=== EXCERPT ===
Then during the week, they go up to 7/8/9 then start to bomb out.

Indeed, this could be an indicator of having NP not to have provisioned enough hardware resources to keep up with the load during the week accurately. This makes setting the appropriate timeouts in Promregator a nightmare. You can also go optimistically into this situation by just setting the timeouts high enough - but then you risk the `context deadline exceededΒ΄ messages again: Prometheus is requesting data faster than Promregator could fetch the metadata to deliver them. There is little way out to this.

We have some apps that we scale out to 200+ containers at certain times of the year.. What are your opinions on CCAPI and Promregator sizing given the scope?

Disclaimer: I have too little operations/sizing knowledge about the CFCC to give any sizing suggestions.

In general, containers of the same app is less problematic than having "many apps" in a space: CFCC will just tell us "there are 200 containers for the same app" - Promregator will unfold it internally only. So CFCC can be rather relaxed (it's always only "one line" for CFCC). Promregator has the more critical case here: For your "200 instances per app" situation, there would also be 200 /singleTargetMetrics lines in the discovery document. Prometheus would then start to scrape with 200 targets in parallel, creating 200 HTTP requests to Promregator within its scrape interval (I assume 15s). This means ~14 connections per second. The vast majority of metadata for these requests can be fetched efficiently from the cache, so we "only" need to forward the connection requests properly to the containers. However, this means that you must have enough promregator.scraping.threads configured (in this case, assuming that the average latency to scrape the metrics from the containers would be at 1s, at least 14). Note that these 14 would be necessary for these 200 containers alone, i.e. if you also have other containers to be scraped at the same time, you have to increase the promregator.scraping.threads accordingly. As already mentioned some time before, this means that you will have more CPU and memory consumption on the Promregator's host. There is no way of determining upfront what this means in GBs - for instance it also depends on the data volume the metric's endpoints provide (as Promregator has to decode and repackage all metrics on the fly). Therefore, my suggestion would be to simply test it out, looking at the JVM heap (and scale up linearly, if applicable).

NB: If you get more than 16 connections to Promregator in parallel, you might also need to increase the spring property server.tomcat.max-threads (from 16 to some higher value, see also https://github.com/promregator/promregator/blob/5ddd47583f5aeac7e0b80d76de83ef117c815898/docs/config.md#changing-the-number-of-http-worker-threads). Otherwise inbound HTTP requests from Prometheus would start to get queued by Tomcat.

Also, regarding your point about the cache ticket #116, if you build it, I'll test it.

Thanks. But exactly building is here the critical thing. All this caching stuff in Promregator is rather complicated and you can easily shoot into your own foot, if you forget to consider some race condition that may happen (and you know what Murphy's Law says on this). Hence, please don't expect anything soon. I'd still consider this topic to be in "research" stage so far.

See how Prometheus reacts. Dr. Eagle, for the next test, can you share your hypothesis and expectations for the next test we try?

=== DATA SUPPLIED ===
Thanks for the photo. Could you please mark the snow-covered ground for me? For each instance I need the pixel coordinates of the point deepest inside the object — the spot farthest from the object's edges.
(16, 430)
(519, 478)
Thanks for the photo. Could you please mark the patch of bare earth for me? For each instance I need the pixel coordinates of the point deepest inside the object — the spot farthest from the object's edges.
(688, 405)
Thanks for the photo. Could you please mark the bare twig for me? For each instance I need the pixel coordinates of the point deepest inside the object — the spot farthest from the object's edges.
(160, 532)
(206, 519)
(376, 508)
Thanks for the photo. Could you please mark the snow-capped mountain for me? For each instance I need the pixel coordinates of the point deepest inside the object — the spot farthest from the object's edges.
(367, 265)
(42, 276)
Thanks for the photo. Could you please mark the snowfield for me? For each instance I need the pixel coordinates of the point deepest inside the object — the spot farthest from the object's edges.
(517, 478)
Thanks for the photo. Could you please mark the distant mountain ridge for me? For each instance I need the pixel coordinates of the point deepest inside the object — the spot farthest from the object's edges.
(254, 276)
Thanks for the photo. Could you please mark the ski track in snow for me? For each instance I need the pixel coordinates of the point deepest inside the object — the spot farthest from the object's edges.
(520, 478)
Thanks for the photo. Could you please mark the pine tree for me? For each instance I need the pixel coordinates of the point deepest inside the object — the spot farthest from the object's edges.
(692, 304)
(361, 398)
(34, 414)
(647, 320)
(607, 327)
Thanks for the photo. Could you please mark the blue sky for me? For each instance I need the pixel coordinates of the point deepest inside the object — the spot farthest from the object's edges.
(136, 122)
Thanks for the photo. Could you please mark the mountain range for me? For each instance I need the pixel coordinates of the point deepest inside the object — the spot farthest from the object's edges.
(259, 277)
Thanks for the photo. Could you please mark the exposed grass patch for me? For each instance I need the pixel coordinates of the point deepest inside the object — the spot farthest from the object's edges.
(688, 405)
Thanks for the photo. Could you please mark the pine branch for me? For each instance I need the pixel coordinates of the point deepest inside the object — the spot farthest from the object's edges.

=== REQUIRED TASK ===
Reproduce the part of the Promregator sizing excerpt that begins with the words "We have some" and ends after the words "any sizing suggestions.".

=== CORRECT ANSWER ===
We have some apps that we scale out to 200+ containers at certain times of the year.. What are your opinions on CCAPI and Promregator sizing given the scope?

Disclaimer: I have too little operations/sizing knowledge about the CFCC to give any sizing suggestions.